[Opening Selected passage section]

Club memberships Dwight was a member of several prominent men's clubs and historical organizations, including the
Cosmos Club, the
American Antiquarian Society, the
Massachusetts Historical Society, the Military Historical Society of Massachusetts, the
Tavern Club, and the
St. Botolph Club. In 1884, he was made an honorary member of the
Harvard College chapter of
Phi Beta Kappa Alpha.
Friendship with Henry Adams Sometime around October 1881, Dwight, then librarian of the State Department, became acquainted with American historian Henry Adams, who was researching his landmark publication,
The History of the United States of America (1801 to 1817). Adams worked with thousands of pages of original documents housed in the State Department archives and came to rely on Dwight, who was meticulous, hard working, and knew the State Department collection inside and out. Sometime around 1885, Dwight began moonlighting as a personal and literary assistant to Henry Adams. Though the exact nature of his duties are unclear, they almost certainly included proofreading and editorial work on Adams’s
History of the United States. During the summer of 1885, Dwight lived in Adams's house at 1607 H Street, facing
Lafayette Square. Dwight managed the house and its staff while Adams and his wife were on vacation in Virginia. Adams viewed Dwight as a friend rather than caretaker; for example, Adams encouraged him to make use of his wine cellar during the couple's absence. After Adams's wife died in December 1885, Dwight moved in with Adams to help him run the household and, as Dwight described in a letter to a friend, to "support his bereavement." He continued his work at the State Department while living in Adams's home for the next three years. In March 1888, Adams and Dwight traveled together to Cuba by way of Florida, where they visited friends of Adams before sailing to Cuba for a visit of two weeks. In a letter to a friend, Adams called Dwight his "companion". In Havana, the two men attended a bull fight, a
carnavale mascarade, and the opera, but ultimately found the city to be too noisy and, in Adam's opinion, a "gay ruin". Shortly after their return from Cuba, Dwight resigned from his position at the State Department Library and within a few months began working for the Adams family as their archivist in the "Stone Library" located on the Adams homestead in Quincy, Massachusetts. The Stone Library is now part of the
Adams National Historical Park and houses the personal and family papers of
John Adams,
John Quincy Adams,
Charles Francis Adams Sr.,
Henry Adams, and
Brooks Adams. During Dwight's years working in Quincy, Adams became increasingly concerned about Dwight's mental health, as documented in dozens of letters from Adams to friends and family. In 1890, he wrote to Dwight: “I am very anxious to hear that you are feeling right. I cannot believe that the trouble is beyond easy and quick treatment. These clouds vanish as quickly as they come, and some day you will wake up right. Most men and women have had the experience.” By mid-1891, anticipating both the conclusion of Dwight's duties in Quincy and the possibility that Dwight might be named Librarian of the
Boston Public Library, Adams encouraged Dwight to consider leaving the employ of his family and accept the Library job if it were offered to him. The letters of Adams to his friends during these years contain many references to Dwight's mental health and Adams’s worries about him, so that was almost certainly another reason Adams encouraged Dwight to leave: Early in 1892, Adams and his brother
Charles Francis Adams Jr. decided that the work Dwight was doing for them on the Adams family political papers would not continue past the summer. Adams would remain friendly with Dwight and his wife Sally until their deaths. He visited the Dwights in Switzerland in 1902.

[Closing Selected passage section]
[Opening Data to examine section]

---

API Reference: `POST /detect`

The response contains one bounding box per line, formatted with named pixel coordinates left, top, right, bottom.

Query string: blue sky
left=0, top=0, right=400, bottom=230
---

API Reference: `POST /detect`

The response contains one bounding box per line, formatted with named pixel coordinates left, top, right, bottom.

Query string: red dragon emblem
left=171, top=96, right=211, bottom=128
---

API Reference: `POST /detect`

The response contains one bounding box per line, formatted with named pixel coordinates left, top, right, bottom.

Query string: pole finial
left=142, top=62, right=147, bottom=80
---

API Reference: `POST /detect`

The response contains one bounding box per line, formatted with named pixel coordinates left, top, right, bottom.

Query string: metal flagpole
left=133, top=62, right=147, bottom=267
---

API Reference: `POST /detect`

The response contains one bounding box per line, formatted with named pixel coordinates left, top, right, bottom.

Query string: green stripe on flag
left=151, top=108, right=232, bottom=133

[Closing Data to examine section]
[Opening Data to examine section]

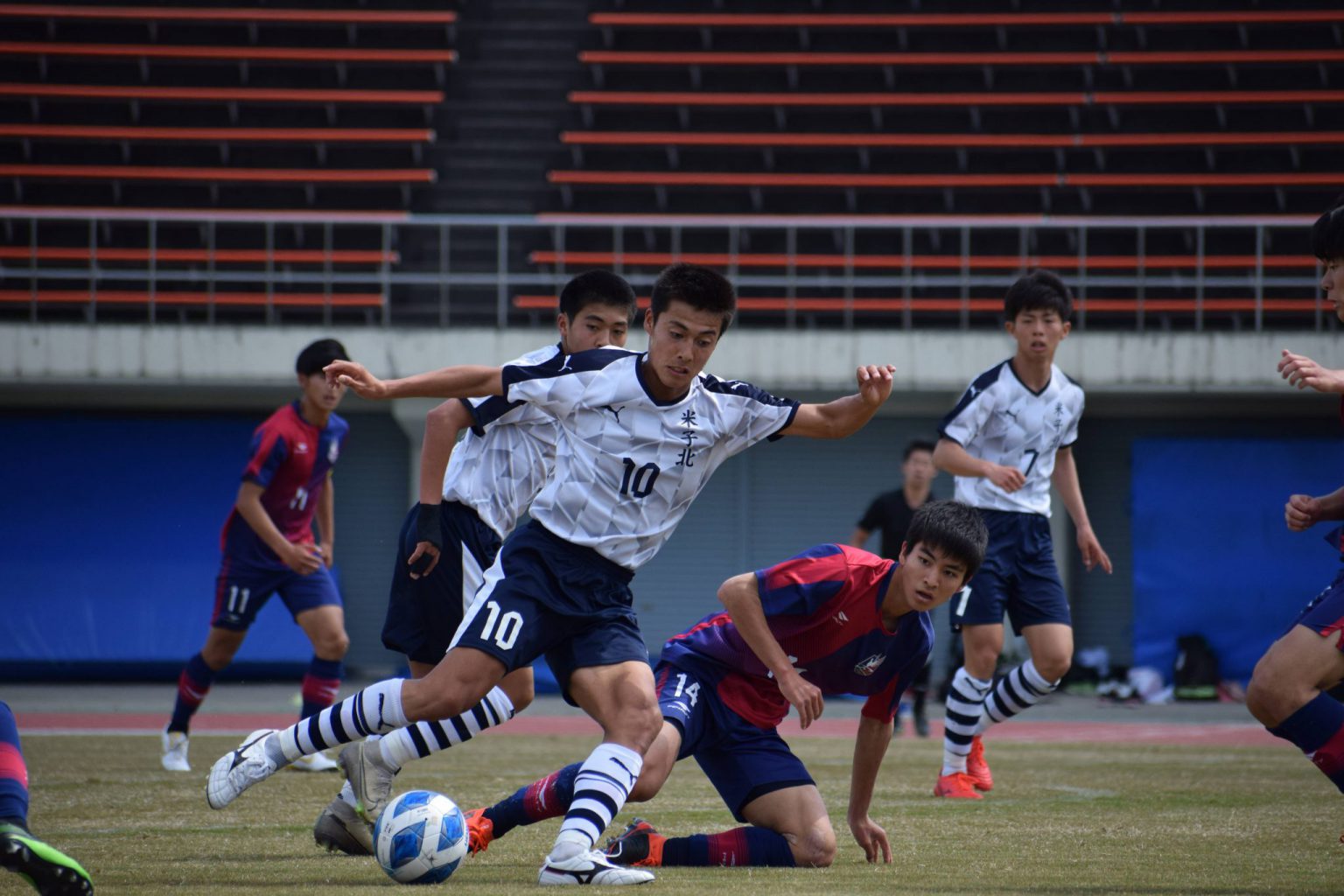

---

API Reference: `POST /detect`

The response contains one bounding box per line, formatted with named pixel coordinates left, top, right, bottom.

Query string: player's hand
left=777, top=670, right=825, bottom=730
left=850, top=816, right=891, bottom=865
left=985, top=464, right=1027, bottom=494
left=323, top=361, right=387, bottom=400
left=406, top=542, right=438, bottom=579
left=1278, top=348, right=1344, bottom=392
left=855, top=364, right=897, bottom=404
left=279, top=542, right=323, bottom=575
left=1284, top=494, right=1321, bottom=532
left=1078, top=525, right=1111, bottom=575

[Closing Data to examine section]

- [Activity A] Reproduce the passage about Dwight word for word, between "Club memberships Dwight" and "Beta Kappa Alpha.", inclusive.
- [Activity B] In the passage about Dwight, where did Dwight live during the summer of 1885?
- [Activity C] Extend the passage about Dwight by writing what comes after its final sentence.

- [Exercise answer A]
Club memberships Dwight was a member of several prominent men's clubs and historical organizations, including the
Cosmos Club, the
American Antiquarian Society, the
Massachusetts Historical Society, the Military Historical Society of Massachusetts, the
Tavern Club, and the
St. Botolph Club. In 1884, he was made an honorary member of the
Harvard College chapter of
Phi Beta Kappa Alpha.

- [Exercise answer B] In Henry Adams's house at 1607 H Street, facing Lafayette Square.

- [Exercise answer C]
Homosexuality After moving to Boston to serve the Adams family, Dwight took up residence in a gentleman's rooming house at 10 Charles Street where his lover, the writer and dramatist
Thomas Russell Sullivan, also lived. The two men were not reticent about their relationship. They entertained together, were members of the same clubs, and went out in society as a male couple. They socialized together, for example, over private dinners with Isabella Stewart Gardner and her husband
John Lowell Gardner at Boston’s
Somerset Club. Dwight corresponded quite openly with Isabella Stewart Gardner about his impulses and affairs, writing in one letter to her: In 1892, while Dwight was traveling to meet Gardner in Europe, Sullivan wrote to her about the sadness he felt during Dwight’s absence: Dwight and Sullivan were also frequently guests at W. Sturgis Bigelow's male-only nudist colony on remote
Tuckernuck Island, though membership was not strictly limited to homosexuals. In 1892, Dwight bought 121 male nude photographs by
Guglielmo Plüschow and
Wilhelm von Gloeden in Munich and bought more in London later that summer. In a letter to his friend
Charles Warren Stoddard, Dwight bragged that he had gotten the photographs through U.S. Customs without being detected, thus preventing "confiscation and imprisonment". "When you see my spoils you will comprehend my dangers", he wrote to Stoddard. In January 1896, while on his honeymoon, he visited von Plüschow’s studio in Rome. He was such a good customer that von Plüschow permitted Dwight to use the studio to take his own photographs of the models Dwight most appreciated: In another letter to her, Dwight described the breakup of an unidentified love affair, writing "...the period has come to that little romance in which I was so foolish as to indulge. You were right in your prediction. I seem to come out of it somewhat battered perhaps, & somewhat benumbed but quite patient & resigned." The Boston historian Douglass Shand-Tucci concluded that Dwight's homosexuality was one of the reasons for his hasty departure from the Boston Public Library.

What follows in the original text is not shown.